**Goal of the exercise:**
Every line from the beginning of the data through the line containing "Target: horse head" should be reproduced exactly, and no further lines should be output.

[Stored data entries]
____
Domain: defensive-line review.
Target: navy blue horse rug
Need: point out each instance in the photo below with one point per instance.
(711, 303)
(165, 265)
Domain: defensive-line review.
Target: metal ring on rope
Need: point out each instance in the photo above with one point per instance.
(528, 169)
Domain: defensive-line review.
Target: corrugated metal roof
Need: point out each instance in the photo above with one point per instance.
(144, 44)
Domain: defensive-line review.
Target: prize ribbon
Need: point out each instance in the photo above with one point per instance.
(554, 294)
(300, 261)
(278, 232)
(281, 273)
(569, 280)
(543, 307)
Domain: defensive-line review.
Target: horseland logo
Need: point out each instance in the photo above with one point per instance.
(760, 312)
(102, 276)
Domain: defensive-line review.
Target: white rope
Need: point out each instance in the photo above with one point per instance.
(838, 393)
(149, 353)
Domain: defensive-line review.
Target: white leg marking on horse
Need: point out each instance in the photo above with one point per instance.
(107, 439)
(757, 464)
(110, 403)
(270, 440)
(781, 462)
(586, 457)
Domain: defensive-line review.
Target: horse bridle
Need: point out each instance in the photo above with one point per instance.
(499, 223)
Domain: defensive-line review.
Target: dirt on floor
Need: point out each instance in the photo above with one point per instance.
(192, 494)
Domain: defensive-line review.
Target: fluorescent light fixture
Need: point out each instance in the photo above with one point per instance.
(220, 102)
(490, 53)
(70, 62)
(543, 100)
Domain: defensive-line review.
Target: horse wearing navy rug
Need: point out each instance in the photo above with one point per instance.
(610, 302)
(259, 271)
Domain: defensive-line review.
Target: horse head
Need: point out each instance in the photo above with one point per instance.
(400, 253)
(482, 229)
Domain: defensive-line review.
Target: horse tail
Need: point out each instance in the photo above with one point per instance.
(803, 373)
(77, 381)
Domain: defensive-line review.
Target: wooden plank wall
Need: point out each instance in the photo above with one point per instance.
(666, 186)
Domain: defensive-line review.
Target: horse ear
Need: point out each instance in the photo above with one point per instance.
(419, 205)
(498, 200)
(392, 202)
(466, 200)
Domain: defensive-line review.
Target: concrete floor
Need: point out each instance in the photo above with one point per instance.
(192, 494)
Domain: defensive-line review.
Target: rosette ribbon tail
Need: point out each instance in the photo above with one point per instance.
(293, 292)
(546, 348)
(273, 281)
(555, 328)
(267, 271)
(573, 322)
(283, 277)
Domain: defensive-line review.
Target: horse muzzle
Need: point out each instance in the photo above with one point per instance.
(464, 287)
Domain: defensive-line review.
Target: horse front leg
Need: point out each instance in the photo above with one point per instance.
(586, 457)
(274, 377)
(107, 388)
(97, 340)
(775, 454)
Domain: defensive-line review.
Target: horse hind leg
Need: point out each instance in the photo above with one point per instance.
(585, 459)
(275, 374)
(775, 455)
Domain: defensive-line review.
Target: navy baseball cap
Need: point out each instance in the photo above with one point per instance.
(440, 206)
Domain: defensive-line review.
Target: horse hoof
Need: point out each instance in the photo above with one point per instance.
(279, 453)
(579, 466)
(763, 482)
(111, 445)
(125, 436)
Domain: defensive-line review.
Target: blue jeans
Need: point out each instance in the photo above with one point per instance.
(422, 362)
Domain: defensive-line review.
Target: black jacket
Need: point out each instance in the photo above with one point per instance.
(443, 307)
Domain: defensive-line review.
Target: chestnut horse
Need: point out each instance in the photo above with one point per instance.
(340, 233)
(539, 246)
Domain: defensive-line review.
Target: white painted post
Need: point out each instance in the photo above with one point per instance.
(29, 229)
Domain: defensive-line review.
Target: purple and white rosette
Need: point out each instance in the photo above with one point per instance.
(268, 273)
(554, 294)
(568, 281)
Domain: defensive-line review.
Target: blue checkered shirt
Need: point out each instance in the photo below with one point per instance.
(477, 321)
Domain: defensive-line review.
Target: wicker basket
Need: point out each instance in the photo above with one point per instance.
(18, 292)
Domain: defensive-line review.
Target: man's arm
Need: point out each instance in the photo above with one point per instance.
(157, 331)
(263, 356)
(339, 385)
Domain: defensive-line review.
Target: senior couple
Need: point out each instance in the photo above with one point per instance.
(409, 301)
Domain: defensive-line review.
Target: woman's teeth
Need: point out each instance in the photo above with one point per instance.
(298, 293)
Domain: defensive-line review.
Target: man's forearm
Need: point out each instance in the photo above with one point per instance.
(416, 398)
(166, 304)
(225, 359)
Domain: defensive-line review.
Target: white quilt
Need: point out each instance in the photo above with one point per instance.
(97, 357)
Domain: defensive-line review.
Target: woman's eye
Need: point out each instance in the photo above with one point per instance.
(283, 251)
____
**Exercise result:**
Domain: defensive-line review.
Target: navy blue horse rug
Need: point out each instance in the photo below with one point per instance.
(711, 303)
(165, 265)
Domain: defensive-line review.
Target: metal ring on rope
Need: point out each instance in the photo above with one point per instance.
(528, 169)
Domain: defensive-line review.
Target: corrugated metal roof
Need: point out each instance in the photo above with one point per instance.
(144, 44)
Domain: defensive-line review.
Target: prize ribbon
Need: point out each instance in the photo above with one point per instance.
(554, 294)
(300, 261)
(278, 232)
(281, 273)
(569, 280)
(543, 307)
Domain: defensive-line review.
Target: horseland logo
Need: point out each instance in the photo above with one point per instance.
(760, 312)
(102, 276)
Domain: defensive-line review.
Target: white rope
Need: point out each instance in the photo above with one point per instance.
(838, 393)
(149, 353)
Domain: defensive-line review.
Target: white leg marking on horse
Need: point out each instance in the photo above with one point per instance.
(107, 439)
(757, 464)
(110, 403)
(270, 440)
(781, 462)
(586, 457)
Domain: defensive-line review.
Target: horse bridle
Need: point out each instance in the photo above with one point per instance.
(499, 223)
Domain: defensive-line review.
Target: dirt on floor
Need: point out each instance in the photo above with one point per instance.
(192, 494)
Domain: defensive-line review.
Target: fluorescent light fixture
Need: point out each instance in the photo above with one point per instance.
(220, 102)
(490, 53)
(70, 62)
(543, 100)
Domain: defensive-line review.
Target: horse wearing navy rug
Need: point out each instance in the photo above with one point per instance.
(610, 302)
(259, 271)
Domain: defensive-line review.
Target: horse head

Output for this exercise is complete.